━━━ Provided text
Photo Credit: International Gemini Observatory/NOIRLab/NSF/AURA
The distinction of being the most massive star ever discovered is held by R136a1, a behemoth star that is around 150 to 200 times the mass of the Sun. R136a1 is part of the R136 cluster, which is located in the Large Magellanic Cloud. In a new study, a team of astronomers have observed this cluster and, in the process, examined the largest known star. Finding out the upper limit of the stars is crucial for astronomers in understanding their cycles, the history of the galaxy, and much more.
Like the star it hosts, the cluster too is massive and has many bright newborn stars in it. The team has analysed the sharpest ever optical picture of the cluster and estimated the mass of some of its stars. These included the large R136a1, whose mass they estimated to be as high as 200 times that of the Sun.
━━━━━━
━━━ Provided data
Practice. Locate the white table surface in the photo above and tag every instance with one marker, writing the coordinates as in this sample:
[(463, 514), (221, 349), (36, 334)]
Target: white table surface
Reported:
━━━━━━
» **What to work on**:
A - In the text about the most massive star, where is the R136 cluster located?
B - Please condense the paragraph of the text on R136a1 that begins "Like the star it hosts" into two sentences, keeping its main facts.
C - Carry the text on R136a1 forward from its last sentence.

» **Answer set**:
A - In the Large Magellanic Cloud.

B - The R136 cluster is massive and holds many bright newborn stars. The team analyzed the sharpest optical picture of the cluster yet taken and estimated the masses of some of its stars, including R136a1 at up to 200 times the mass of the Sun.

C -
Previously, astronomers would observe the cluster — which includes R136a1 — using the NASA/ESA Hubble Space Telescope along with ground-based telescopes. However, the images from these telescopes lask the sharpness to identify all the individual members of the cluster. Thanks to Gemini South's Zorro instrument, which uses a technique called speckle imaging, scientists now have the sharpest-ever images of the R136a1 so far.
The images captured by the Zorro imager, suggest that R136a1's size could be significantly lower than what was estimated before. Besides its size, the surface temperature of R136a1 is also eight times that of the Sun and has a radius forty times bigger.
By gaining an understanding of how common these giant stars are, astronomers can unravel the mechanism behind their formation. It requires a large amount of gas to collapse in a brief period to form a giant star this big. In addition, besides their complex mechanism, these stars also don't live for long and thus become too hard to spot for astronomers. Examining the R136a1 star can hence provide an insight into the history of galaxies.